Data Methodology & Known Limitations
Transparency is a cornerstone of any data-driven project. This page outlines the process of data collection, verification, and the methodological choices made during the creation of this visualization.
Data Collection: An Evolving Process
The initial datasets for England and the Netherlands were gathered through an extensive trial-and-error process using various prompts with Google's Gemini, resulting in CSV files. This early phase revealed the complexities of sourcing consistent historical data. To streamline and improve data quality, the workflow was standardized: all data was migrated to a Firestore database and subsequent data collection for France, Germany, Italy, Portugal, and Spain was performed using a single, optimized prompt to generate structured JSON files.
The standardized prompt used for this process is shown below.
Data Verification and Enrichment
After the initial generation, all data underwent a rigorous verification process. While initial plans to build automated API checks into the dashboard proved overly complex, a focused, prompt-based approach with Gemini, using specific online sources, turned out to be the most reliable method.

[Point-per-instance localization data]
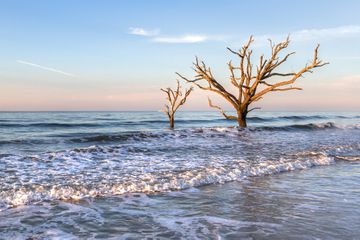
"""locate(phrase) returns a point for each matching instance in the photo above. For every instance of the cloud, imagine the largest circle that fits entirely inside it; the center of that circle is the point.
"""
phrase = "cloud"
(155, 36)
(182, 39)
(143, 32)
(45, 68)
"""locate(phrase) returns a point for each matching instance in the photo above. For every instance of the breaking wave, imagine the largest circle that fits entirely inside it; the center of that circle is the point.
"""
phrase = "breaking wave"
(98, 171)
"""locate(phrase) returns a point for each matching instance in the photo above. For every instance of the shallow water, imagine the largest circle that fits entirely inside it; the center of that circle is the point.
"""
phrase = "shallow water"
(111, 174)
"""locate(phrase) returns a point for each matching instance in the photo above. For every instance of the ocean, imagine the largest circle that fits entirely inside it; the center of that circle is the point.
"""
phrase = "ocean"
(126, 175)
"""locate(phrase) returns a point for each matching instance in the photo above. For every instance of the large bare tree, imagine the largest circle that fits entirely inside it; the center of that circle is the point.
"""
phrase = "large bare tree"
(251, 84)
(175, 99)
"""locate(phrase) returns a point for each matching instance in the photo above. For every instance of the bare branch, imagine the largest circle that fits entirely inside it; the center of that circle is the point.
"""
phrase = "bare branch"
(221, 111)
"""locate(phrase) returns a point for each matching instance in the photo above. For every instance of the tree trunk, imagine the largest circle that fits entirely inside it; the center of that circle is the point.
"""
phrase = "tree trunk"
(171, 121)
(241, 119)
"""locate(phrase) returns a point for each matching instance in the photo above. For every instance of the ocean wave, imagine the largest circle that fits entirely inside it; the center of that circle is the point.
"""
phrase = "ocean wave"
(49, 125)
(137, 178)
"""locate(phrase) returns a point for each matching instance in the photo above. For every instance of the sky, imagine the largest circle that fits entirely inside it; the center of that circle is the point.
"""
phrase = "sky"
(59, 55)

▶ _PROBLEM SET_
1. Reproduce the passage of the methodology page starting at "The standardized prompt" and ending at "most reliable method.".
2. Answer these questions using the methodology page:
(a) For which two countries were the initial datasets gathered through trial and error?
(b) To what database was all the data migrated?
(c) Which verification method turned out to be the most reliable?

▶ _ANSWERS BY TASK_
1.
The standardized prompt used for this process is shown below.
Data Verification and Enrichment
After the initial generation, all data underwent a rigorous verification process. While initial plans to build automated API checks into the dashboard proved overly complex, a focused, prompt-based approach with Gemini, using specific online sources, turned out to be the most reliable method.

2.
(a) England and the Netherlands.
(b) A Firestore database.
(c) A focused, prompt-based approach with Gemini, using specific online sources.